_Gegeven tekst:_
★ ★ ★ ★

In de zomer 'wandelden' bomen door het centrum van Leeuwarden.
Door: Mark Hendriks
Ruimtelijke ordening, en daarmee de vakgebieden landschapsarchitectuur en stedenbouw, staan weer volop in het spotlicht. Steeds meer mensen – van politici tot maatschappelijke organisaties – zien in dat de grote thema’s die het nieuws bepalen ruimtelijke implicaties hebben. En dat een gedegen visie op hoe we ons land op de lange termijn inrichten cruciaal is voor de aanpak van die opgaven. Het is ons uit het hart gegrepen: ook in het Blauwe Kamer Jaarboek klinkt dit geluid weer door.
De hernieuwde aandacht voor planning en ontwerp blijkt wel uit de aanstelling begin vorig jaar van een minister voor Volkshuisvesting en Ruimtelijke Ordening. Het is aan niemand minder dan Hugo de Jonge om de Nederlandse planningstraditie nieuw leven in te blazen. In dit jaarboek legt hij aan interviewer Tijs van den Boomen uit hoe hij dat wil doen.

★ ★ ★ ★

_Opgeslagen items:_
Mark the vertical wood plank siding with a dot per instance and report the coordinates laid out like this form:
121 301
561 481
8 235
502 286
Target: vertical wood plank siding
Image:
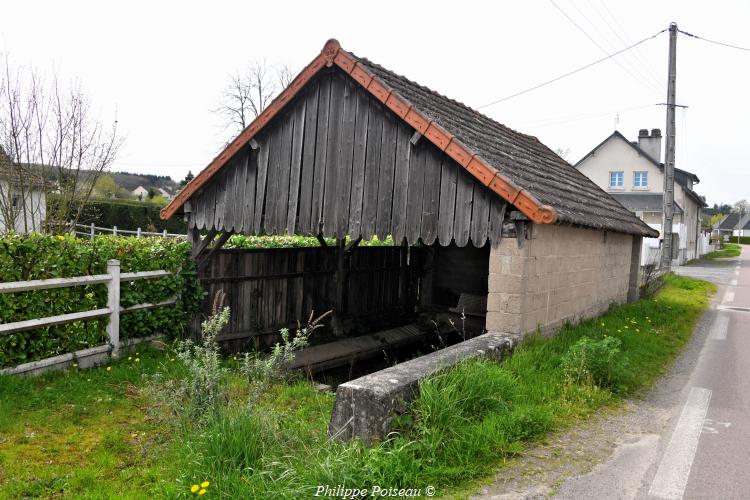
336 161
270 289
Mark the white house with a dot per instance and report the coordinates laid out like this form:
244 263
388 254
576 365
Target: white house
140 192
23 205
633 174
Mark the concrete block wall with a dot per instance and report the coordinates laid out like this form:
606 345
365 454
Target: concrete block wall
561 274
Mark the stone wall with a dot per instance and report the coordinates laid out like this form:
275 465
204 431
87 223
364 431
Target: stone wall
561 274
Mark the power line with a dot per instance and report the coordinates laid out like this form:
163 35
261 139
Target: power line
642 78
714 41
625 40
599 45
571 72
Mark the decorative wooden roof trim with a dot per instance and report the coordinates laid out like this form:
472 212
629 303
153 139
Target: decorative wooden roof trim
333 54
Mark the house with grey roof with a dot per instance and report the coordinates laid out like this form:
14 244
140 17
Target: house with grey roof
633 174
23 202
353 150
733 225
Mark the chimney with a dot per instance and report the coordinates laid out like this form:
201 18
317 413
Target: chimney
650 144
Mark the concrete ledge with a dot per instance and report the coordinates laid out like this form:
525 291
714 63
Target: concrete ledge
365 406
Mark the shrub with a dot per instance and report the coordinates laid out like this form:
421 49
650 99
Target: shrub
37 256
276 366
201 393
593 361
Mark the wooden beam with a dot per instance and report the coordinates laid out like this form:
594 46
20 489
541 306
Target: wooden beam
340 279
199 248
31 324
352 245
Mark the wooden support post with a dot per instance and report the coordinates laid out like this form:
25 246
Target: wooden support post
425 288
338 306
113 304
403 275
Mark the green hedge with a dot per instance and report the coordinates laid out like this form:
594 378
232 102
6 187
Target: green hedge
127 214
40 257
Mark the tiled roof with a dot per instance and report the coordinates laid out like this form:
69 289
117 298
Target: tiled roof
517 167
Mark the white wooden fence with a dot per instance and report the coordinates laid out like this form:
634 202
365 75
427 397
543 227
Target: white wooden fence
94 355
91 230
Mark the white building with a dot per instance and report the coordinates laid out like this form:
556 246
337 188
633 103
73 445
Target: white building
140 192
23 204
633 174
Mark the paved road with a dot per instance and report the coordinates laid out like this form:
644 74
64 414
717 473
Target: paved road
690 437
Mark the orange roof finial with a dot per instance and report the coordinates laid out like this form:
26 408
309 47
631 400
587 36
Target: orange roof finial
329 51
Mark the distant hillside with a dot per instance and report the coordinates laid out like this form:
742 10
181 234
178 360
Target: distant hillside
131 181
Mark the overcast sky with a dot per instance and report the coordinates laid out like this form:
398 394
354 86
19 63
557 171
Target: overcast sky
162 67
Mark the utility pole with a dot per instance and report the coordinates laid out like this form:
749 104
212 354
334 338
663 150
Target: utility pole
666 249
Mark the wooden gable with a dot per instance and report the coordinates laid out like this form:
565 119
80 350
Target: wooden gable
336 162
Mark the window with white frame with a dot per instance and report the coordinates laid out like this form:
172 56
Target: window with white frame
615 180
640 180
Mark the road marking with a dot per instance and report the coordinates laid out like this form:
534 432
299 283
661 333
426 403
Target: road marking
674 469
719 327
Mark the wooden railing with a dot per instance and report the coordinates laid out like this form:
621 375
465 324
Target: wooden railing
112 279
91 230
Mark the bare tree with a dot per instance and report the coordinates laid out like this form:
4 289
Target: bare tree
53 145
249 91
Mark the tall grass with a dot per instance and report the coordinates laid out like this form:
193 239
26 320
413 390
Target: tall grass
465 423
466 420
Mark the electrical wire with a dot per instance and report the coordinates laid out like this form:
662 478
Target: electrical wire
642 78
540 85
714 41
625 40
650 86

★ ★ ★ ★

_Opdracht:_ Citeer uit de tekst over ruimtelijke ordening alles vanaf "Door: Mark Hendriks" tot en met "geluid weer door.".

_Antwoord:_
Door: Mark Hendriks
Ruimtelijke ordening, en daarmee de vakgebieden landschapsarchitectuur en stedenbouw, staan weer volop in het spotlicht. Steeds meer mensen – van politici tot maatschappelijke organisaties – zien in dat de grote thema’s die het nieuws bepalen ruimtelijke implicaties hebben. En dat een gedegen visie op hoe we ons land op de lange termijn inrichten cruciaal is voor de aanpak van die opgaven. Het is ons uit het hart gegrepen: ook in het Blauwe Kamer Jaarboek klinkt dit geluid weer door.